Your answer should repeat every record verbatim.

┄┄┄┄┄┄┄┄┄┄┄┄┄┄┄┄┄┄┄┄

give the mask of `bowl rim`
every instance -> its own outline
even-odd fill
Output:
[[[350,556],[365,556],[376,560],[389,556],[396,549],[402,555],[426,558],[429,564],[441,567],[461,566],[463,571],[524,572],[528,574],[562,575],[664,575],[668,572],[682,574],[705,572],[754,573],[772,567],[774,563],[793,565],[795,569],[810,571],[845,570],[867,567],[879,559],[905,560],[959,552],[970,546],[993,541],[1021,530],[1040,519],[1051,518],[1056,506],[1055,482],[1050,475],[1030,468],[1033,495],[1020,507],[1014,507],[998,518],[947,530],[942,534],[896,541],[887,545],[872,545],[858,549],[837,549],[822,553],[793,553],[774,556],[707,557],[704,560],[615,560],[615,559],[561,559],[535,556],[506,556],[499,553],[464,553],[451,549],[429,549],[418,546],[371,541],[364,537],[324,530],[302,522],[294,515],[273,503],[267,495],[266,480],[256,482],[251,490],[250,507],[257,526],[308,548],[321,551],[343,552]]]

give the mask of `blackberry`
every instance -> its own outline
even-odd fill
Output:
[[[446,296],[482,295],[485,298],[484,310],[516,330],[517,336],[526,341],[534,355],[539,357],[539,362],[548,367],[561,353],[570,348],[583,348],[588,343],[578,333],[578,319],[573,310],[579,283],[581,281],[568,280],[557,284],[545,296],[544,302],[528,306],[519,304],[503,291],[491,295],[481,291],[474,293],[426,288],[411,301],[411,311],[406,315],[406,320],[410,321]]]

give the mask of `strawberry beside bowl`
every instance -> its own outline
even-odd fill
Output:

┄┄┄┄┄┄┄┄┄┄┄┄┄┄┄┄┄┄┄┄

Finished exercise
give the mask of `bowl rim`
every instance -> its own outline
even-odd fill
Output:
[[[350,556],[365,556],[376,560],[389,556],[396,549],[402,555],[426,558],[429,564],[441,567],[461,566],[463,571],[524,572],[528,574],[562,575],[664,575],[668,572],[682,574],[705,572],[754,573],[772,567],[774,563],[793,565],[795,569],[810,571],[845,570],[867,567],[879,559],[905,560],[959,552],[970,546],[993,541],[1021,530],[1040,519],[1051,518],[1056,506],[1055,482],[1050,475],[1030,468],[1033,495],[1020,507],[1014,507],[998,518],[947,530],[942,534],[896,541],[887,545],[872,545],[858,549],[837,549],[822,553],[793,553],[774,556],[707,557],[704,560],[615,560],[615,559],[561,559],[535,556],[506,556],[499,553],[464,553],[451,549],[429,549],[418,546],[371,541],[364,537],[324,530],[302,522],[294,515],[273,503],[267,495],[266,480],[256,482],[251,490],[250,507],[257,526],[308,548],[321,551],[343,552]]]

give the mask of `blackberry`
every instance -> its own outline
even-odd fill
Output:
[[[446,296],[482,295],[485,298],[484,310],[516,330],[517,336],[526,341],[534,355],[539,357],[539,362],[548,367],[561,353],[570,348],[583,348],[588,343],[578,333],[578,319],[573,310],[579,283],[581,281],[568,280],[557,284],[545,296],[544,302],[528,306],[519,304],[503,291],[491,295],[481,291],[474,293],[426,288],[411,301],[411,311],[406,315],[406,320],[410,321]]]

give the mask of `strawberry beside bowl`
every instance -> its own outline
even-odd fill
Output:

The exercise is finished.